I think the author doesn’t realize that 99.9% of people with an m1 Mac don’t care at all about running local ml workloads. The people that do care about running local ml workloads have either a workstation with an NVidia card, access to virtual machines on the cloud with NVidia processors or some Apple computer with an M2 Max or similar processor.
Put simply, this isn’t a big deal at all. Most people are not ml power users and most people are using their Mac for web apps via a browser, local office apps, and something like zoom or slack.
Also, as an aside, Siri is mostly useless and I’ve never met anyone who uses it regularly. So whether it needs ml processing or not is irrelevant.
Counterargument: most people are not running directly the ML workloads, agreed - however Apple implements them as features of the OS (like the new GPT powered text predictions). So it WILL affect the regular users over time as new features are not made available for M1 users.
The only reason you want to use bfloat16 is to train "compressed" models. Best inference performance tends to be at 4 bith quantization (and many people are trying to make it go down, even to 1 bit, and with sparsity, actually below that)
So this just doesn't matter.
Ironically, memory speed is what matters. And that's exactly the point where the M1 actually beats even the M3.
Thanks. I was going to rebut your point but I re-read the article and while one of the headings seem to rebut it, the actual content does not contradict anything, so I'll agree with your argument :)
“ Siri is mostly useless and I’ve never met anyone who uses it regularly. So whether it needs ml processing or not is irrelevant.”
You should get out more. I use Siri daily to switch lights, set reminders, turn on timers, and play music. It works well within limited domains like that. I don’t try to use it as an answerbot. That is a much bigger task and it is not suited for that.
Certainly Siri (and Alex and Google Assistant) is not very good right now for more complex tasks. That’s why Apple’s announcement that they will be adding LLM-style AI in the next OS interesting as it could make Siri more reliable and useful for more people.
I have an M2 Pro with 32Gb RAM. I keep ollama running in the background and use it either on the terminal for a chat interface, or as a code assistant on VS Code.
It works pretty great. Of course, larger models take longer to respond or don't work at all but that hasn't been an issue for my use-case.
Hey, sure. It's nothing fancy really. I've been using 2 extensions: Continue.dev [0] and Llama Coder [1].
The former for a chat-like interface where you can ask questions about the code, request it to write a function, tests, refactor, etc. The second for an inline, more Intellisense-like completion.
I'm on a Mac, so installed ollama from Homebrew, then `homebrew services enable ollama` to have it always in the background.
Configuring the extensions to use it is well documented, I imagine you won't have any trouble but let me know if you get stuck.
> I think the author doesn’t realize that 99.9% of people with an m1 Mac don’t care at all about running local ml workloads.
> (…)
> Put simply, this isn’t a big deal at all.
The author isn’t making a consumer argument, but a statement of fact. Which is perfectly in line with this blog, its author explores technical details of Macs but doesn’t necessarily make a value judgment on if something is good or bad, it’s about explaining how something works. The typical readers of this blog are the ones which will care about these details.
Most won't know they're running ML workloads. All they know is that cool new Photoshop feature doesn't work as well on their computer as their coworkers'.
But this has always been the case with older computers simply due to the inevitably faster processors coming out every year, and it hasn’t changed now. M1 processors were released more than 3 years ago.
========
Description of the task. Update everything in the thread about M1 Macs from "I have an M2" down to "Llama Coder [1]." by replacing "VS Code" with "Visual Studio Code", and write out the revised passage. The items on this page have no connection to the thread about M1 Macs.
========
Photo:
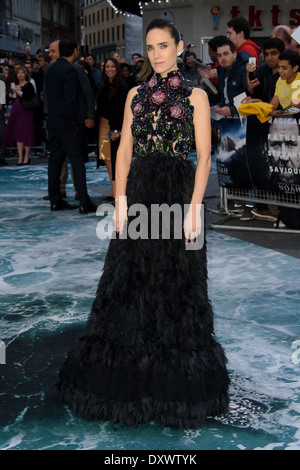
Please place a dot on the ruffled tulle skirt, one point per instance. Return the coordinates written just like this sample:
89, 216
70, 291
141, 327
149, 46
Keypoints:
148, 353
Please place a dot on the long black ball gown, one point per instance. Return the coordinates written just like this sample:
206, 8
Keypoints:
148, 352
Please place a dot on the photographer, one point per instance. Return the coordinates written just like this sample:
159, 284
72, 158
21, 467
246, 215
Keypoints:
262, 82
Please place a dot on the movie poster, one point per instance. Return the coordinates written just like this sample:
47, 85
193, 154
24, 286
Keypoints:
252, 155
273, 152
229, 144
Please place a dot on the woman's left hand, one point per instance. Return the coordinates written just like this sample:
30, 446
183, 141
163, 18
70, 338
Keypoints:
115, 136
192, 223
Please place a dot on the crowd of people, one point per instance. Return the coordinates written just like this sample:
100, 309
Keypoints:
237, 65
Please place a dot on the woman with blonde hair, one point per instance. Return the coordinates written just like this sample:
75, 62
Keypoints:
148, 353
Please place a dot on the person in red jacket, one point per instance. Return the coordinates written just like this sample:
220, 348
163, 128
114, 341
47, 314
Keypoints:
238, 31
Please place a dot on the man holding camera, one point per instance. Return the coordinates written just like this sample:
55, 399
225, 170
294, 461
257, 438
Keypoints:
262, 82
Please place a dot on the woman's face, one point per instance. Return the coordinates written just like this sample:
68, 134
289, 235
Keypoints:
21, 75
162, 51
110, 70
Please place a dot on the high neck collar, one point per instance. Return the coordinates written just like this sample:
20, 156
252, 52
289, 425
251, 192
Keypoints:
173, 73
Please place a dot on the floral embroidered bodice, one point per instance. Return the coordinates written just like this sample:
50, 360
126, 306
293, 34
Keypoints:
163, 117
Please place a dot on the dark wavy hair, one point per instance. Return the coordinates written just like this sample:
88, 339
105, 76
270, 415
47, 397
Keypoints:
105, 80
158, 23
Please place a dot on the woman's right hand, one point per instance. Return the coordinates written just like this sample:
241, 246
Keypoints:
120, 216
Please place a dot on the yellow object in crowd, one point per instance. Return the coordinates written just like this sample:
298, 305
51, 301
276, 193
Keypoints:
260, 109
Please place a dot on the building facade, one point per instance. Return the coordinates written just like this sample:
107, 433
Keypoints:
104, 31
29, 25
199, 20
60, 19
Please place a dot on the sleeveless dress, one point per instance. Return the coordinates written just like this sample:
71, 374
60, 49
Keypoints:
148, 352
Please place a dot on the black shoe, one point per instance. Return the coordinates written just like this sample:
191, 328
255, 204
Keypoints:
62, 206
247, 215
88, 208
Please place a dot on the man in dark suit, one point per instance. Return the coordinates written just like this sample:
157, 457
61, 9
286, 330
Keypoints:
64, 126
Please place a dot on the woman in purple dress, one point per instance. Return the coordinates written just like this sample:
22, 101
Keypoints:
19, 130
========
Answer area.
I have an M2 Pro with 32Gb RAM. I keep ollama running in the background and use it either on the terminal for a chat interface, or as a code assistant on Visual Studio Code.
It works pretty great. Of course, larger models take longer to respond or don't work at all but that hasn't been an issue for my use-case.
Hey, sure. It's nothing fancy really. I've been using 2 extensions: Continue.dev [0] and Llama Coder [1].